Your task is to transcribe the entries below exactly, beginning with the line containing "Task: indicate one point on every instance of the white foam" and ending with the final line, and to add nothing else.

--- begin SUPPLIED DATA ---

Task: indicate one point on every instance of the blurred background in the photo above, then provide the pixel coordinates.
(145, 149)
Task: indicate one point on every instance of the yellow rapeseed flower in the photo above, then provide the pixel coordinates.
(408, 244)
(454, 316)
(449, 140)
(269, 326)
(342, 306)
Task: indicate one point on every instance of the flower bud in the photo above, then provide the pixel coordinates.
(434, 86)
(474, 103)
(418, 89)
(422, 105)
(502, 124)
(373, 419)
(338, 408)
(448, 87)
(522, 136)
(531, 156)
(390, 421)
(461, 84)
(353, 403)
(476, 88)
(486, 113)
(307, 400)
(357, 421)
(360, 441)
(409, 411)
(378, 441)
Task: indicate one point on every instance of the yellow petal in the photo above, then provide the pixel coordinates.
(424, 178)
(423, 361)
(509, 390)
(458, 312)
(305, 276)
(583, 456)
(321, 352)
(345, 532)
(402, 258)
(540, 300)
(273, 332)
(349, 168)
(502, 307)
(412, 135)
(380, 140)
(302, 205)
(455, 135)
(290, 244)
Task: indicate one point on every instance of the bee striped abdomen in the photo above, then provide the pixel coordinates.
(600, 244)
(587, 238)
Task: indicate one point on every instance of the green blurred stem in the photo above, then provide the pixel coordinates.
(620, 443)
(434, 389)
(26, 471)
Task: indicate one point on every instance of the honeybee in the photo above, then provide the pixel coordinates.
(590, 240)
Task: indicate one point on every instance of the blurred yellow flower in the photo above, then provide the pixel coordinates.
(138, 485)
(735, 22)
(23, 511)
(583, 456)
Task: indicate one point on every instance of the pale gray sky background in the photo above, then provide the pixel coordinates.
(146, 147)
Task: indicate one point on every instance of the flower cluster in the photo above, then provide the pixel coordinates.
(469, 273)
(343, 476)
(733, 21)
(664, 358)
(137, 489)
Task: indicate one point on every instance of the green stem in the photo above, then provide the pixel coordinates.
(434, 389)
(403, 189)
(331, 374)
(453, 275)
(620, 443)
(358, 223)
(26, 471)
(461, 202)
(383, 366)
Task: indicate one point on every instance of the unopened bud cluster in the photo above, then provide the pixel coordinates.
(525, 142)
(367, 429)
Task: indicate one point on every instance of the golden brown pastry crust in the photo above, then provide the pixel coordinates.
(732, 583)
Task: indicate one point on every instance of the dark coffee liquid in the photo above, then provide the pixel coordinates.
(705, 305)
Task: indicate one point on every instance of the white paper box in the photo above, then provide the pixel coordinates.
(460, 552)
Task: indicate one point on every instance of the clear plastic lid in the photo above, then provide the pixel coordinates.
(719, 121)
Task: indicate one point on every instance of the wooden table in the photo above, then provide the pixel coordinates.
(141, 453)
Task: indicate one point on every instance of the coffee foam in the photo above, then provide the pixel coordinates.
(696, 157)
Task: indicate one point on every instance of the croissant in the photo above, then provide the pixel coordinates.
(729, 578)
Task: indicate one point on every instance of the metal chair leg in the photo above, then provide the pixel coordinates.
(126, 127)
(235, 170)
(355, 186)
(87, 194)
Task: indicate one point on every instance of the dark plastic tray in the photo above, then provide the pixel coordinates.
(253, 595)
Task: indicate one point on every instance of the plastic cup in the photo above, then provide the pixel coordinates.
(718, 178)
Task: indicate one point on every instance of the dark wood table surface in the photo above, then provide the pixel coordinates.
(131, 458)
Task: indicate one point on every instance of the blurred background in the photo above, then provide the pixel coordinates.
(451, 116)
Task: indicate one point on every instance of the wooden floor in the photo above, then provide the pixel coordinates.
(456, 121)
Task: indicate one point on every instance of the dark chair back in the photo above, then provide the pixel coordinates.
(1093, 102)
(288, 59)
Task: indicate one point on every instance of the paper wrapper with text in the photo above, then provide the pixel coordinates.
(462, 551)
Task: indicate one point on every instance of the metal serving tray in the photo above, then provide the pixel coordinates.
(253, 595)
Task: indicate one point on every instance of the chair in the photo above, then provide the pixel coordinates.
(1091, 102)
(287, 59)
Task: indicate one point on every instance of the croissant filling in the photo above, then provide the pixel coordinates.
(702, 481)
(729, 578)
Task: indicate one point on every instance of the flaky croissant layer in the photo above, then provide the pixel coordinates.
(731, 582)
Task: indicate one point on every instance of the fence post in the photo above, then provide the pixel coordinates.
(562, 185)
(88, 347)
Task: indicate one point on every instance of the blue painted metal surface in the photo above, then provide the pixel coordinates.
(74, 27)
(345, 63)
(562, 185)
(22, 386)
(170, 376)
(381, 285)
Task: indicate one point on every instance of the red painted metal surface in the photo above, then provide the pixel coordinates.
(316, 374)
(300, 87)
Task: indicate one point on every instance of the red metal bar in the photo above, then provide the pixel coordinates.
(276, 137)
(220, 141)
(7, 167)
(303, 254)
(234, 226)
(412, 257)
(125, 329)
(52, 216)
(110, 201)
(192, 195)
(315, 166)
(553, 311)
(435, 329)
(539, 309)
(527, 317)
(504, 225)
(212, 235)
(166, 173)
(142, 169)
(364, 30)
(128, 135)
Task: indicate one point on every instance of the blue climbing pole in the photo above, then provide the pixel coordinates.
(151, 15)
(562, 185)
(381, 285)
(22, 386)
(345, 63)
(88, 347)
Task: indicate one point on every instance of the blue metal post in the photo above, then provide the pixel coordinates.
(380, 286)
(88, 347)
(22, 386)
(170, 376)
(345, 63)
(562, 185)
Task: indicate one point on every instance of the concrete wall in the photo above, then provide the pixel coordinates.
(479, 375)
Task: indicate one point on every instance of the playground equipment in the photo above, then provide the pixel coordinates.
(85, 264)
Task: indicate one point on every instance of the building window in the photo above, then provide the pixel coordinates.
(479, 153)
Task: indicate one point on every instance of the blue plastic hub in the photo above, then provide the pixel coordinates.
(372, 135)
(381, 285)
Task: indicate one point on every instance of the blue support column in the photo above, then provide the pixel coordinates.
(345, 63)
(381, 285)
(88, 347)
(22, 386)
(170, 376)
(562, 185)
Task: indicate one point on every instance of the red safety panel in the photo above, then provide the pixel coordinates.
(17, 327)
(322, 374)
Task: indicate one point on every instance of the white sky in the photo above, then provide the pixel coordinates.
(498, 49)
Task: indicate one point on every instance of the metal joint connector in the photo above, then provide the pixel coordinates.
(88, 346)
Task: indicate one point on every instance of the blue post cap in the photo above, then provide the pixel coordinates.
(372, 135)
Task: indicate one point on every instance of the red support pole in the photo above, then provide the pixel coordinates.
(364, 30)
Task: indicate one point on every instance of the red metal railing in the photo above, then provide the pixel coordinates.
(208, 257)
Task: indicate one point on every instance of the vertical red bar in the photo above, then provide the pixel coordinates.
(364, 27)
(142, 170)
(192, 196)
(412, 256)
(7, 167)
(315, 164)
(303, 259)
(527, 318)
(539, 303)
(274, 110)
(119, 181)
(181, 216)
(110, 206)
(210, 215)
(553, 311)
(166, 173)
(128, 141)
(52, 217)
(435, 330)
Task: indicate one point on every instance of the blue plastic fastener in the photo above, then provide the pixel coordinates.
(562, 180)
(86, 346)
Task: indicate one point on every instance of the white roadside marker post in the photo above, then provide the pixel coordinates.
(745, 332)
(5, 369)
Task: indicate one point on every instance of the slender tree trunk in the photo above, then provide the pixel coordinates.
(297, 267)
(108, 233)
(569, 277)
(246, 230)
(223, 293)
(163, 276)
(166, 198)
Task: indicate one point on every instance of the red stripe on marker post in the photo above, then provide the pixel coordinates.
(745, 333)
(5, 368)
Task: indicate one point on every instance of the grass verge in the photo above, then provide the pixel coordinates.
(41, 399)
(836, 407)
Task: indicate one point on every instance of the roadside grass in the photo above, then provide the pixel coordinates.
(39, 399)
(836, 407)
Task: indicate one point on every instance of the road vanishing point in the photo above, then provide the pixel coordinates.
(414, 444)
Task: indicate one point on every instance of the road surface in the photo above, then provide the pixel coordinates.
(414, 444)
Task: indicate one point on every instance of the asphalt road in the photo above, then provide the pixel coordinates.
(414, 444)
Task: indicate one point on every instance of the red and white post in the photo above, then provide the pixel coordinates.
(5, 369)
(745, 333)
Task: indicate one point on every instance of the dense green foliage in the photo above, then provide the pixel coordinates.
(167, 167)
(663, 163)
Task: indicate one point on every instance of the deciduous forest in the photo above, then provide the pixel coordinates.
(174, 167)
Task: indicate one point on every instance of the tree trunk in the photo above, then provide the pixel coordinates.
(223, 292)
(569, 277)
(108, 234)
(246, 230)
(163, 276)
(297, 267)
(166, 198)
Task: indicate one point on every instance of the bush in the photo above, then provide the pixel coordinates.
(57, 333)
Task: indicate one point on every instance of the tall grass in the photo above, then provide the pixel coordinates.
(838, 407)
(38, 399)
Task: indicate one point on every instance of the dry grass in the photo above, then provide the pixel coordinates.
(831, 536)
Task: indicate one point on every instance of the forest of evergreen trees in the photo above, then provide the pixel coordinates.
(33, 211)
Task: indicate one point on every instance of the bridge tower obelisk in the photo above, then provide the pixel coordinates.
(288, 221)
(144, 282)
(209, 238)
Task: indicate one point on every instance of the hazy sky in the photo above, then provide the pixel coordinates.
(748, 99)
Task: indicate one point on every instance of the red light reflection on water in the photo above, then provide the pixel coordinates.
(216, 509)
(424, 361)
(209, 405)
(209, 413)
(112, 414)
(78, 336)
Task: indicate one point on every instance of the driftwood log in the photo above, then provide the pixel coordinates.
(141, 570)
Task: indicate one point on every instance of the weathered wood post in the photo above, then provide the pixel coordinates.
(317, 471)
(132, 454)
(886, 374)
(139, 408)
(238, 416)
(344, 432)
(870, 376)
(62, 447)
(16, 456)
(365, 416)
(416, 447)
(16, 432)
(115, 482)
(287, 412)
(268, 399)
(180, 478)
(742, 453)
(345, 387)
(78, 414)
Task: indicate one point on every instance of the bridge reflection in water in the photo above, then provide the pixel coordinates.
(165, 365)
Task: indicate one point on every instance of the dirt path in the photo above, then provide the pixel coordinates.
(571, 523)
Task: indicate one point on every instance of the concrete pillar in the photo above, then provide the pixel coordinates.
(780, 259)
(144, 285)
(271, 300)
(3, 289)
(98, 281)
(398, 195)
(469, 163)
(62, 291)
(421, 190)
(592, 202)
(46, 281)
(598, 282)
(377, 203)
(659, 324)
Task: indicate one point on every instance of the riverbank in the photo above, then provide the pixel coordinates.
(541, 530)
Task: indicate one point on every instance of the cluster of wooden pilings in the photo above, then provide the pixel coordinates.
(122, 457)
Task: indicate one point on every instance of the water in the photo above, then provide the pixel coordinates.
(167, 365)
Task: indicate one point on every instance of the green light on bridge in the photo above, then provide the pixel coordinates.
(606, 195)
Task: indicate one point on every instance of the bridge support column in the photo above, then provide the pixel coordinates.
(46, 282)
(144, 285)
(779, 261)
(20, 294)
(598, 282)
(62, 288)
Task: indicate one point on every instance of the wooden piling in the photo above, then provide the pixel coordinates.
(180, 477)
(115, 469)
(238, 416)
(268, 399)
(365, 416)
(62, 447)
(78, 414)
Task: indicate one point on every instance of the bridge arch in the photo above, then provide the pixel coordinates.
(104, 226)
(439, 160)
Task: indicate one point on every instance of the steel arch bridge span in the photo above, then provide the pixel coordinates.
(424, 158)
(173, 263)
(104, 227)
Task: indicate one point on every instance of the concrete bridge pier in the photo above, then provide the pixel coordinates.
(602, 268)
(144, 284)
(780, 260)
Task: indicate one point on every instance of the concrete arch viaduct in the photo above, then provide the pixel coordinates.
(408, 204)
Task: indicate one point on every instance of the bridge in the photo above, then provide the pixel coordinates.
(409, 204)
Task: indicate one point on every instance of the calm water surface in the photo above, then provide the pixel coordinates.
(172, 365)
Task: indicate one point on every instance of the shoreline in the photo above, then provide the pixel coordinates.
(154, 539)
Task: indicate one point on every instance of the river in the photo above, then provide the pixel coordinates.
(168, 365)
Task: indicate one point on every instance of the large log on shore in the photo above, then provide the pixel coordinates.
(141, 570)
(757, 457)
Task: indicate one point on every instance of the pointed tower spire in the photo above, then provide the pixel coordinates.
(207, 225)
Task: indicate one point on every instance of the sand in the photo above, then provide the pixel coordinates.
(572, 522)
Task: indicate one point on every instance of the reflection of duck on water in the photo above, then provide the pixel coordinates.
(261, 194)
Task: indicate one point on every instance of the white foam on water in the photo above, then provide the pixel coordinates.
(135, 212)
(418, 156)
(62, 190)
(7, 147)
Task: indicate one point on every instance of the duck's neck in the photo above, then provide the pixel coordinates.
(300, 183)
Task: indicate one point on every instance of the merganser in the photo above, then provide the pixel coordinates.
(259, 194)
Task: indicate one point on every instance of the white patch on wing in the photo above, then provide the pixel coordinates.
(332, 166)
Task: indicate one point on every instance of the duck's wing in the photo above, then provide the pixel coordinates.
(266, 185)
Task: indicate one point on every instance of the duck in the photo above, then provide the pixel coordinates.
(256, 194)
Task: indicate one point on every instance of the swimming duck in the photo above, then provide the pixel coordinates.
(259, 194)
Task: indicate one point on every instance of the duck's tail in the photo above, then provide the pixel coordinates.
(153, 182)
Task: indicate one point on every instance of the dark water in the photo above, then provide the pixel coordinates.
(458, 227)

--- end SUPPLIED DATA ---

*WRITTEN ANSWER*:
Task: indicate one point on every instance of the white foam on water in the photo above, then provide the pixel coordinates.
(135, 212)
(418, 156)
(62, 190)
(7, 147)
Task: indicate one point on every instance of the duck's neck in the photo above, then provide the pixel coordinates.
(300, 183)
Task: indicate one point on every instance of the merganser in the photo above, then provide the pixel coordinates.
(259, 194)
Task: indicate one point on every instance of the white patch on wing in the photo above, then provide the pixel coordinates.
(332, 166)
Task: indicate one point on every instance of the duck's wing in the photo above, then provide the pixel coordinates.
(266, 185)
Task: indicate one point on every instance of the duck in the photo above, then provide the pixel coordinates.
(256, 194)
Task: indicate one point on every instance of the swimming duck in the photo above, then provide the pixel coordinates.
(259, 194)
Task: indicate one point on every instance of the duck's tail in the photo above, then provide the pixel coordinates.
(153, 182)
Task: indicate one point on every instance of the dark water in the photo above, then provide the pixel coordinates.
(458, 227)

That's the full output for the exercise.